[Dataset extracts labeled with boxes]
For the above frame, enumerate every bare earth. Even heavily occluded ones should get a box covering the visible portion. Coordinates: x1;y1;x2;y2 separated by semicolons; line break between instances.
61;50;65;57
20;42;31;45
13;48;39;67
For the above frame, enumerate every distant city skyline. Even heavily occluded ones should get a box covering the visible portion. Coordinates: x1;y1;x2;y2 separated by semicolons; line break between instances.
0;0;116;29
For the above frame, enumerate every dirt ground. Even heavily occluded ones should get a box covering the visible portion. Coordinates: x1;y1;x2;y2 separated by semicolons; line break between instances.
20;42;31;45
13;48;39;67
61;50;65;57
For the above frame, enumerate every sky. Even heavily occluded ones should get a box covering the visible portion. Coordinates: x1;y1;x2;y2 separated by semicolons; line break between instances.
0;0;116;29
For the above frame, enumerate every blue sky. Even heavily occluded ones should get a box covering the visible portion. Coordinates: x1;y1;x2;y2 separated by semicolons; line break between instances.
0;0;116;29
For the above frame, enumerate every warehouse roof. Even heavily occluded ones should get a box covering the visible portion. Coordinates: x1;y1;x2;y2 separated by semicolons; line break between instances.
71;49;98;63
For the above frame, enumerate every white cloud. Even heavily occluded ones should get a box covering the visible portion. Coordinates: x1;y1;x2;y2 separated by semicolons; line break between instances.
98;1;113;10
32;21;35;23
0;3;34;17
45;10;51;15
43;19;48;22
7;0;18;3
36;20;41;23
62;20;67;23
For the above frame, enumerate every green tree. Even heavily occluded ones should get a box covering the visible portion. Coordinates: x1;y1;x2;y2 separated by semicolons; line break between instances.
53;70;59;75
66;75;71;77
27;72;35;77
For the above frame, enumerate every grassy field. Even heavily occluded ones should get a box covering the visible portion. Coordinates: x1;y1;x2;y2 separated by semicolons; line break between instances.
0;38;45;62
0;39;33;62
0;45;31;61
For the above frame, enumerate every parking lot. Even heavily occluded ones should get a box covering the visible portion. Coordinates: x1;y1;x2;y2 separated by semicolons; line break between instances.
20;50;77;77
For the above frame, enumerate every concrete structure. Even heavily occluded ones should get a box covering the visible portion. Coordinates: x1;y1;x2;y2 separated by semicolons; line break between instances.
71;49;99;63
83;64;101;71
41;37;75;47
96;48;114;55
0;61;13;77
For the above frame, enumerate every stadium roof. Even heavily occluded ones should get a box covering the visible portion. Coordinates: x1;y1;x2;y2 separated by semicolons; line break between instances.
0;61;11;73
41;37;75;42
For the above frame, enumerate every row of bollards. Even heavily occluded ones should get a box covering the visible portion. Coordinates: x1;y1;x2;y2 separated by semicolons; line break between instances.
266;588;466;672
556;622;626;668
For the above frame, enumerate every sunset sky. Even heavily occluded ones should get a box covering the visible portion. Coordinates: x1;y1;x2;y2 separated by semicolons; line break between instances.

• [What is needed]
Count the lines in the data above that contain the string "roof", matching case exactly. Reply with the number only.

• [Answer to this problem]
2